### ACTIVITY
Please carry on the report about Kennecott Utah Copper's toxic releases and Utah's national ranking, picking up right after its last sentence.

### TEXT SHOWN

###

Utah continues to climb on a national list that ranks U.S. states by the prevalence of environmental hazards, but that rise has more to do with a single company than the state as a whole.

Salt Lake City-based Kennecott Utah Copper’s emissions of potentially harmful materials — toxic heavy metals such as lead and zinc in particular — rose by nearly 20 percent in 2016, according to the national Toxic Release Inventory (TRI), issued by the U.S. Environmental Protection Agency.

A spokesman for mining, smelting, and refining company said the increase was due to its mining of a vein of ore last year that was especially heavy with lead, considered an emission under TRI’s definition. The copper mine and its related operations account for more than 90 percent of all TRI-listed emissions in Utah.

So when Kennecott’s emissions go up, Utah as a whole also jumps up the list of “most toxic” states. The Beehive state currently ranks as the TRI’s third-largest for toxic releases. It ranked fourth in 2015, and 17th in 2005.

Kennecott has long led the TRI’s list of top-polluting companies nationwide, surpassed only by a similar but larger mining operation in Alaska.

###

### DATA LISTING
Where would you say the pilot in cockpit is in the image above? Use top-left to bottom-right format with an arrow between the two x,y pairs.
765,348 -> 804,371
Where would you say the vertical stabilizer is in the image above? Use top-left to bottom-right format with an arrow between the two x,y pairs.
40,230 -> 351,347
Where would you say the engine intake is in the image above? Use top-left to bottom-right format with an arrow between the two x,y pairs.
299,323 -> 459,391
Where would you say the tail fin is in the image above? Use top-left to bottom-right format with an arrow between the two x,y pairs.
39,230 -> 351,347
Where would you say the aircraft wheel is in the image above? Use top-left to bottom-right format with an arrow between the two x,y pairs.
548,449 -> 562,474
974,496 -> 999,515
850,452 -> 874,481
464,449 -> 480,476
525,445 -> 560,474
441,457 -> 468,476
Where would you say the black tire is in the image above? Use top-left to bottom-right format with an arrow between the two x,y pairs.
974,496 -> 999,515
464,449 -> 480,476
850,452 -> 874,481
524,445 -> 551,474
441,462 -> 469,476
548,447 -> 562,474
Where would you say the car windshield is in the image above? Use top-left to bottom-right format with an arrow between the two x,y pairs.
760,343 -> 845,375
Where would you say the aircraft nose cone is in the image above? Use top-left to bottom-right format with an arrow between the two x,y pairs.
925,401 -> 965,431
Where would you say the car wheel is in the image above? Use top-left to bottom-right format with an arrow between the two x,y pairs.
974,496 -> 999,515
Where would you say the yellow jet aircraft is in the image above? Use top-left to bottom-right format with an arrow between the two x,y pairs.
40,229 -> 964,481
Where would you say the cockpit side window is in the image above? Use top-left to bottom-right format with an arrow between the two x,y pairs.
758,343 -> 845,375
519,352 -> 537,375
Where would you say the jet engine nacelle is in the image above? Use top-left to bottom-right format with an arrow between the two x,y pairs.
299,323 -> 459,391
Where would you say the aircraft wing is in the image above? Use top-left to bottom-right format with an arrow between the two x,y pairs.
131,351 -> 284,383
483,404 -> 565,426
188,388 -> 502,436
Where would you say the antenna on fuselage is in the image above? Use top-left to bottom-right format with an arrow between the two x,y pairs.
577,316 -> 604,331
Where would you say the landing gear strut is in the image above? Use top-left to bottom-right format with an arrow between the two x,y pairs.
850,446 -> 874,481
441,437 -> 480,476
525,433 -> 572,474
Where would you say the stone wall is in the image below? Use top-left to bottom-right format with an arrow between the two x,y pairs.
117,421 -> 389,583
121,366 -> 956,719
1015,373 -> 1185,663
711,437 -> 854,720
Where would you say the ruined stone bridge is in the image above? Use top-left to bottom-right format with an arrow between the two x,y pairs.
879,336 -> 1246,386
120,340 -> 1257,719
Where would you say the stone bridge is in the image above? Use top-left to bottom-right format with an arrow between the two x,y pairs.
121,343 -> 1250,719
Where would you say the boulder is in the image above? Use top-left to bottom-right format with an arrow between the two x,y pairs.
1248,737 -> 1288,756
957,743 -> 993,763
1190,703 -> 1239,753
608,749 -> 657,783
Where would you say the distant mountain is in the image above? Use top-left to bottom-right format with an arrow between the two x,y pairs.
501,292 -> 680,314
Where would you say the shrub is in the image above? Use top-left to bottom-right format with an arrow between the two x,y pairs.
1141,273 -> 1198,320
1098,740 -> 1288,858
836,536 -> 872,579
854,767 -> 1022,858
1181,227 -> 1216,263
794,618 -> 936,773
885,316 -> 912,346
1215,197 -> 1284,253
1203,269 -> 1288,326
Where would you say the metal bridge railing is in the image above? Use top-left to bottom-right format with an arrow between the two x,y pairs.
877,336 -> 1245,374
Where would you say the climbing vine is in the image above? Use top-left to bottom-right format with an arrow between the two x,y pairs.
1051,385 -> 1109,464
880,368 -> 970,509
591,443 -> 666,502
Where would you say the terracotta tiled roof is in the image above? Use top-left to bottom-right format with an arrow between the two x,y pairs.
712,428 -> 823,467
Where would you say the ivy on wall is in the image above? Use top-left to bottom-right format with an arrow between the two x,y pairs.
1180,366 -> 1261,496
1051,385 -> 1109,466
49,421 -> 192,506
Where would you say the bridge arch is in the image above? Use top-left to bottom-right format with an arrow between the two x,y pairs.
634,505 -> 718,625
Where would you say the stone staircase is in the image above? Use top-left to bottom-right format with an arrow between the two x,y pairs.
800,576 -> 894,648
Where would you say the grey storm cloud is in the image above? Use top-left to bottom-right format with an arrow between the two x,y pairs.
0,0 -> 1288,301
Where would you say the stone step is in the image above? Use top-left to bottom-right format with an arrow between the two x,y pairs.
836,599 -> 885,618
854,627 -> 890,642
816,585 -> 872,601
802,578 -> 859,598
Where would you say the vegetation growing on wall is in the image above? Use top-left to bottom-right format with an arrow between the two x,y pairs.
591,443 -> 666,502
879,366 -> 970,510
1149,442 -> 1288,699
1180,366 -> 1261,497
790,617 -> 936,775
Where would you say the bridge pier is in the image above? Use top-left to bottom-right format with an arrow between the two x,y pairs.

###

### FINAL ANSWER
The Toxic Release Inventory, maintained and updated regularly by the EPA, requires industries to report their emissions of certain substances that pose a potential risk to human health or to the environment. The materials in question are diverse and difficult to classify as a whole — ranging from heavy metals such as lead and zinc to gaseous chemical pollutants such as chlorine. All three of those are common hazardous materials in Utah, according to the TRI.

Materials on the TRI are said to be “released” when the company that produced or processed them emits them into the air or water, or disposes of them in a landfill or similar holding facility.

Kennecott’s reported releases are predominantly metals-laden waste rock that is deposited in Bingham Canyon or in the company’s tailings piles near Magna. Lead, which is known to cause developmental delays in young children who consume or inhale it, accounted for more than three-fourths of the company’s reported emissions last year.

The TRI has been criticized for over-representing the potential hazards of mining operations, in part because emissions are reported by weight, as opposed to toxicity, which would be difficult to compare directly. A mine, which has heavy waste products like lead, ranks higher on the TRI than a chemical refinery, for example, which might have mostly gaseous emissions.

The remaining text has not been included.